→ **WRITTEN TASK**
Please reproduce every row below word for word, leaving out the pictures.

(Image region labeling rows)
-----

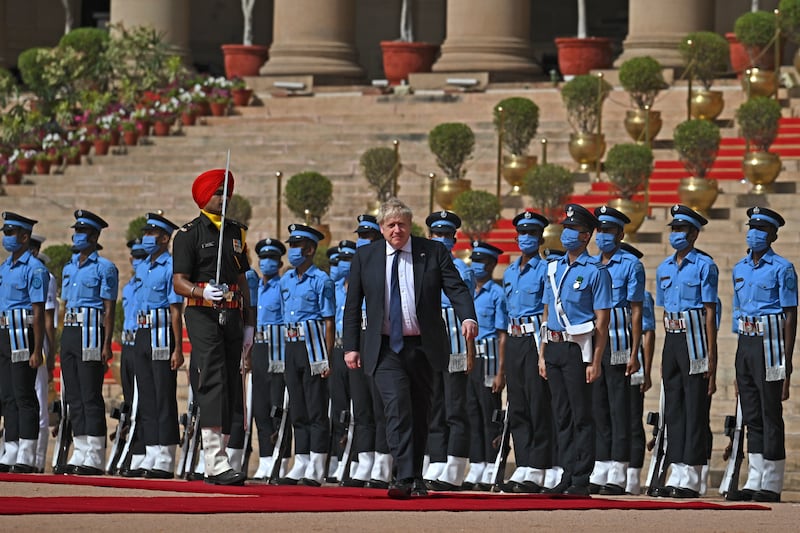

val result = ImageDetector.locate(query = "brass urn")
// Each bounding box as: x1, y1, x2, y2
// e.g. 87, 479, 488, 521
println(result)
569, 133, 606, 172
625, 109, 662, 145
690, 89, 725, 120
678, 177, 719, 214
434, 177, 472, 211
502, 154, 537, 196
742, 152, 781, 194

-----

→ **EXERCISE RESPONSE**
val result = ImageDetector.locate(query = "brass urn")
// Each bounding box as: x1, y1, x2, y2
// e.g. 87, 479, 488, 521
println(result)
569, 133, 606, 172
625, 109, 662, 145
690, 89, 725, 120
678, 177, 719, 214
434, 177, 472, 211
502, 154, 537, 196
742, 152, 781, 194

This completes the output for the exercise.